--- BEGIN Source records ---
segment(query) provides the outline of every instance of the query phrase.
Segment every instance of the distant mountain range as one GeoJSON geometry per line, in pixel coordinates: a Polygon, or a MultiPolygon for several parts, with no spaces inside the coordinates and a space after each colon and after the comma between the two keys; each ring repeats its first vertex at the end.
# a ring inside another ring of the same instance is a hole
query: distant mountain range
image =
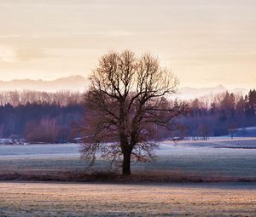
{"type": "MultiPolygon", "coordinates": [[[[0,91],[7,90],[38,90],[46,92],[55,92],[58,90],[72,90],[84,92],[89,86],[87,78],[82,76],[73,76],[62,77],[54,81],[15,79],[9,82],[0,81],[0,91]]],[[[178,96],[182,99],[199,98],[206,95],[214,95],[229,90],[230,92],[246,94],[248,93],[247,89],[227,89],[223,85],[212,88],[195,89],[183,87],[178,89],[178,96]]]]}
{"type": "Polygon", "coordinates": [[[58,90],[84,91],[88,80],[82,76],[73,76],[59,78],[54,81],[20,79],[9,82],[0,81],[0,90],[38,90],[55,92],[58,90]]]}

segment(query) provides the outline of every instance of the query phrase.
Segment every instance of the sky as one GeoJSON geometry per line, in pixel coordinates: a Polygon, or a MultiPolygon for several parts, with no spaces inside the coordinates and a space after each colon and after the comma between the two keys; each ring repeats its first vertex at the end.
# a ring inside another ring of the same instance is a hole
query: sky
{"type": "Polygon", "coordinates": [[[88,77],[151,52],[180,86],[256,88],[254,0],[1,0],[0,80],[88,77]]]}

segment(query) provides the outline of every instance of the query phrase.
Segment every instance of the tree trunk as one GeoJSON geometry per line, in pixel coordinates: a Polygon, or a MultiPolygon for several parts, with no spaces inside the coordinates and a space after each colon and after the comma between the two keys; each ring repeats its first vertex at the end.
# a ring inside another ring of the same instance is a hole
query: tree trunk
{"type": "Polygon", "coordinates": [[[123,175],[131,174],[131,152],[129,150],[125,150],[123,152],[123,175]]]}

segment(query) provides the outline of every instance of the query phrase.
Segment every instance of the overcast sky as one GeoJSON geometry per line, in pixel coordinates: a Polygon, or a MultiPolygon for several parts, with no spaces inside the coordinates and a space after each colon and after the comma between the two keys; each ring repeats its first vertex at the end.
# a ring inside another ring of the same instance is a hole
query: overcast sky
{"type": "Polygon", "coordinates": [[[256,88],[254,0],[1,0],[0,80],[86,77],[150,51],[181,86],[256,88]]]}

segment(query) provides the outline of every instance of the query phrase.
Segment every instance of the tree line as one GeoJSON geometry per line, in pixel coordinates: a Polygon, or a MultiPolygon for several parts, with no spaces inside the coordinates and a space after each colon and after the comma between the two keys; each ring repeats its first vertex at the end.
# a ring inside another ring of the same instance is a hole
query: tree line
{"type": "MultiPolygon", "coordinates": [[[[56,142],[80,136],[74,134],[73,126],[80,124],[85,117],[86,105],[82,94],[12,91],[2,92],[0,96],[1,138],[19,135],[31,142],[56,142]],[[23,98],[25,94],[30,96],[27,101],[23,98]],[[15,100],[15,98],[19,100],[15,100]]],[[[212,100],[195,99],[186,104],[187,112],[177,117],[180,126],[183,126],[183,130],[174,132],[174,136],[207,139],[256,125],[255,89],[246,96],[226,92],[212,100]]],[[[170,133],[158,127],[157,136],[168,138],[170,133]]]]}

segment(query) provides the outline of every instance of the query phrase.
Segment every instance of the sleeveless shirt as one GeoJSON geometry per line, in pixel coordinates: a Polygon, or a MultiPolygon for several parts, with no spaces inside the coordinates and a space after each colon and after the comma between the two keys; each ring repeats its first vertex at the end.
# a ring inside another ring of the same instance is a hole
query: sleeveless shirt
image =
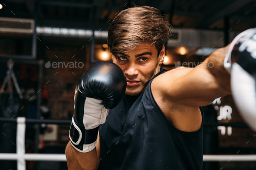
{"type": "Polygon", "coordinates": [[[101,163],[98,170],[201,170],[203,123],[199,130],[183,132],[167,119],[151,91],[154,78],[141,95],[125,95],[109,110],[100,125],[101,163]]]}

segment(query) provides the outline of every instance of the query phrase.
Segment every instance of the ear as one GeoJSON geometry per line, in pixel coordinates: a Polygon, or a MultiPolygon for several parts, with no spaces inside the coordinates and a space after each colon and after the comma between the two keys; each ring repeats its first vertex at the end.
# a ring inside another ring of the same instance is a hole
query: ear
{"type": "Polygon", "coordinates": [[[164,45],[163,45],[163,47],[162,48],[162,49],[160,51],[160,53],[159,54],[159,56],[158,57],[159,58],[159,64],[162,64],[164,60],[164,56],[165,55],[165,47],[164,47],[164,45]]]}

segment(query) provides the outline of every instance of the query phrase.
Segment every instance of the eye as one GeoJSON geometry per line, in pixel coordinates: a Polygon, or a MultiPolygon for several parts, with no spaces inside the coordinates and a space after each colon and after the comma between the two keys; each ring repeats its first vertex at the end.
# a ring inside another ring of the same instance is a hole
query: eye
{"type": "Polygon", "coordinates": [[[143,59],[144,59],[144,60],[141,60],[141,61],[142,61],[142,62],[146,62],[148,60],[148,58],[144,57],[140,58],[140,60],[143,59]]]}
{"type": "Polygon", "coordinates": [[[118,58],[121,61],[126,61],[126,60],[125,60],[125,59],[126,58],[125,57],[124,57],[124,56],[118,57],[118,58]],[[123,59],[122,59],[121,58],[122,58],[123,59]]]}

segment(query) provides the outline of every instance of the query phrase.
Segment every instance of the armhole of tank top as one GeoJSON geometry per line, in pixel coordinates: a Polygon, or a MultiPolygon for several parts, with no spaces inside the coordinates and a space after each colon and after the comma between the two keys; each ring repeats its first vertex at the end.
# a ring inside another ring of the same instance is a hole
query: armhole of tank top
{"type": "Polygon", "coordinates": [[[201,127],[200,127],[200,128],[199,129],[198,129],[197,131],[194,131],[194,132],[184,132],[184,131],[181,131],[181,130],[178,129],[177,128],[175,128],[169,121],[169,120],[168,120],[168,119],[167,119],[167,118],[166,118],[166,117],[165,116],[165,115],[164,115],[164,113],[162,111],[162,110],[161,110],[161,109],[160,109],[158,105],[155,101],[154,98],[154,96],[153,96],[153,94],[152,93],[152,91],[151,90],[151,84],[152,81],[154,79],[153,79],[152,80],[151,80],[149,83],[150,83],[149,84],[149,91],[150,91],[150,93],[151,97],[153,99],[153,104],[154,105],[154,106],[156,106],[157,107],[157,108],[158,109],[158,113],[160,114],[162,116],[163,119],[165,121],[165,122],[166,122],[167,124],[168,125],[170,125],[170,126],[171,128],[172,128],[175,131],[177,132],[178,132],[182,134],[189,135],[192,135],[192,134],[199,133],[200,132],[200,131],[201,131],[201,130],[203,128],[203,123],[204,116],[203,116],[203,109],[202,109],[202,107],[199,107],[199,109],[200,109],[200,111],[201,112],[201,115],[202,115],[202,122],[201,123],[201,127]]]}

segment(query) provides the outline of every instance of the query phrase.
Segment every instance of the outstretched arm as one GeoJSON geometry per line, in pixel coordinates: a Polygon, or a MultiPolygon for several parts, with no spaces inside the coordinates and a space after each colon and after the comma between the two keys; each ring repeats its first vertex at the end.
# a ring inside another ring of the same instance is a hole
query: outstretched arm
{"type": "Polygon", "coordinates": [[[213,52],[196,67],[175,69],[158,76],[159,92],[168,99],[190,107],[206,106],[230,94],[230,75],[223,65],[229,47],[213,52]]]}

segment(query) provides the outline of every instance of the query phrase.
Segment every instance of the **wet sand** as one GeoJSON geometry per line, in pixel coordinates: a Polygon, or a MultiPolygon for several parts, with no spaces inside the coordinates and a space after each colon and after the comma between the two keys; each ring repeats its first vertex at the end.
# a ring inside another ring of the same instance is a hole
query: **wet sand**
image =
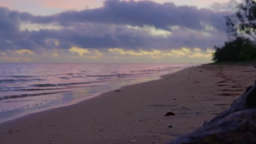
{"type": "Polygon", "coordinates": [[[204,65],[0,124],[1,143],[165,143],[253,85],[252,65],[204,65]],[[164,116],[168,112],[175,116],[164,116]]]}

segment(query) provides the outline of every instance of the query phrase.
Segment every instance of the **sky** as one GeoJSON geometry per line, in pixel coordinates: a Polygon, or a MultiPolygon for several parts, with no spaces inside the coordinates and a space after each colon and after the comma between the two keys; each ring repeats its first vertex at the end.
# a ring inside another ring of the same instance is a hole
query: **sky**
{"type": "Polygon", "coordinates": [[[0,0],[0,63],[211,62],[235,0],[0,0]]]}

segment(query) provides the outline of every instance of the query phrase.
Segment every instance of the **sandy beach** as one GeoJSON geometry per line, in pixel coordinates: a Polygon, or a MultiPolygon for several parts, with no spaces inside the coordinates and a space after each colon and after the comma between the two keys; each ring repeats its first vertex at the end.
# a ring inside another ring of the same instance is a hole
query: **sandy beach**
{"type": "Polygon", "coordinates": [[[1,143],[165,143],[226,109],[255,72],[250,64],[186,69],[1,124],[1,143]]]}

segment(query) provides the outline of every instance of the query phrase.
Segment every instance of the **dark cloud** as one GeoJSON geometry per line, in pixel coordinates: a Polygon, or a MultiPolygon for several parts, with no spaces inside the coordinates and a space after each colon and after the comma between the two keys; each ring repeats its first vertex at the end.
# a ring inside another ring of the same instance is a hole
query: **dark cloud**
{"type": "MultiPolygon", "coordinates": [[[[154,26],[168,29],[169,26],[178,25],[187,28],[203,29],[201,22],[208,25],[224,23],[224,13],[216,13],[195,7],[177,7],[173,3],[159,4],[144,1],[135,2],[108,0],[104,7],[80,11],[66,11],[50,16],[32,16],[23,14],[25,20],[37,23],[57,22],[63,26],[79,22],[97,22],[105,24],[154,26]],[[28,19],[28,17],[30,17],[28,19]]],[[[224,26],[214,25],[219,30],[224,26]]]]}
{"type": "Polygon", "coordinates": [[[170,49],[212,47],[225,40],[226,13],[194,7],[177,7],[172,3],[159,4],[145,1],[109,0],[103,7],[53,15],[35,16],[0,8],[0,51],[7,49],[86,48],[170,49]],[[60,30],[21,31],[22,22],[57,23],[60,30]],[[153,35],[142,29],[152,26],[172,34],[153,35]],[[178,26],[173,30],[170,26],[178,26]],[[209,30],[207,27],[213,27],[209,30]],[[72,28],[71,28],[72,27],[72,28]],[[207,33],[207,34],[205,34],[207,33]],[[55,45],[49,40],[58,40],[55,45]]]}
--- END Source records ---
List every line of the items above that contains the word "trunk", copying each line in full.

Segment every instance of the tree trunk as one GeoJSON geometry per line, in pixel coordinates: a Polygon, or a MultiPolygon for several parts, with no spaces inside the coordinates and a space after each colon and after the comma between the two keys; each ring repeats its first vertex at the end.
query: tree trunk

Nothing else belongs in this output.